WHAT THIS TASK INVOLVES:
From the first line to the last, print the data exactly as it appears.

SUPPLIED RECORDS:
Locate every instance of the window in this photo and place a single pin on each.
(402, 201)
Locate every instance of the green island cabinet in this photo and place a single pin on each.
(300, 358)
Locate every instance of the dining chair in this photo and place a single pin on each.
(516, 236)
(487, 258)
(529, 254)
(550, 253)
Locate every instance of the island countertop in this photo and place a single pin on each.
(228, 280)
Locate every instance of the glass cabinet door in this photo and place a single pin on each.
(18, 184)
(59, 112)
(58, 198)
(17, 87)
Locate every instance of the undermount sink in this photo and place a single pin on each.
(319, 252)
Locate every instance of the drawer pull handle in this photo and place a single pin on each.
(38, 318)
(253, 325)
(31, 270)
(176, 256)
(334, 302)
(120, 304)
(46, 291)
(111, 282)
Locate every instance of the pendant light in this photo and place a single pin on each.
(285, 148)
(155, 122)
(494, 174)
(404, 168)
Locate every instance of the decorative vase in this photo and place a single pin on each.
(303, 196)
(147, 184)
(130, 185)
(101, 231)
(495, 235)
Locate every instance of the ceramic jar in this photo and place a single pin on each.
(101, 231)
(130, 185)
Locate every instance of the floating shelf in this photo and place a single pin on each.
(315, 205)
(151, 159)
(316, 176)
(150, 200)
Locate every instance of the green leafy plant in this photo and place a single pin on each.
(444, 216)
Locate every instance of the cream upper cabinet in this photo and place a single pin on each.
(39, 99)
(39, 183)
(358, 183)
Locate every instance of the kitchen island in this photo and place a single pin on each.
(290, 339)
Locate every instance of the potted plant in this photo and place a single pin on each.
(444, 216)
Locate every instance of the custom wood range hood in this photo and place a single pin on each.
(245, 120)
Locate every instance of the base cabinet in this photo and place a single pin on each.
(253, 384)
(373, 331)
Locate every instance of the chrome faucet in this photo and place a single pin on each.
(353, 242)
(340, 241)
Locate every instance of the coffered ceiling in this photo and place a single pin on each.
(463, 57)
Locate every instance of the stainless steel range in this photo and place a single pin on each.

SOLUTION TO THIS EXERCISE:
Locate every instance of the window in this photo and place a single pin on each.
(402, 201)
Locate every instance of the green island cabinet in this photo and place a single pin on each.
(300, 358)
Locate every instance of the dining chair in this photo and place a single pin on each.
(516, 236)
(487, 258)
(529, 254)
(550, 253)
Locate every instance of the island countertop in this photo and place a single pin on each.
(228, 280)
Locate every instance of the glass cabinet door in this photo and place a single pin on each.
(18, 184)
(59, 112)
(58, 198)
(17, 87)
Locate every instance of the undermount sink in this photo and place a single pin on each.
(319, 252)
Locate every instance of the drawer pull handle in this photo and place a single pin on each.
(38, 318)
(253, 325)
(31, 270)
(176, 256)
(334, 302)
(120, 304)
(46, 291)
(111, 282)
Locate every instance of the pendant light in this photo and place a single pin on each.
(285, 148)
(155, 122)
(494, 174)
(404, 168)
Locate every instance of the decorative vase in this photo and place a single pin on each.
(303, 196)
(147, 184)
(130, 185)
(101, 231)
(495, 235)
Locate every instance of the ceramic jar in this photo and place a single pin on each.
(101, 231)
(130, 185)
Locate every instance of the floating shelf in this photo and place a single pin on each.
(315, 205)
(151, 159)
(316, 176)
(150, 200)
Locate every instance of the green leafy plant in this photo and place a single pin on each.
(444, 216)
Locate every instance of the cream upper cabinet in this photo and place a single pin on each.
(39, 99)
(39, 183)
(358, 183)
Locate every instance of the kitchen island in this photo and place a single pin on each.
(290, 339)
Locate every instance of the potted plant in this photo and place a single pin on each.
(444, 216)
Locate every instance of the custom wood range hood in this photo and place a single pin on each.
(245, 120)
Locate every instance of the base cabinet in this photo and place a single pin on each.
(253, 384)
(373, 331)
Locate every instance of the chrome faucet in this photo and place a single pin on each.
(353, 242)
(340, 241)
Locate every instance of the coffered ceiling in this photo and place a single pin on each.
(463, 57)
Locate every instance of the stainless steel range in this photo and place a single pin on each.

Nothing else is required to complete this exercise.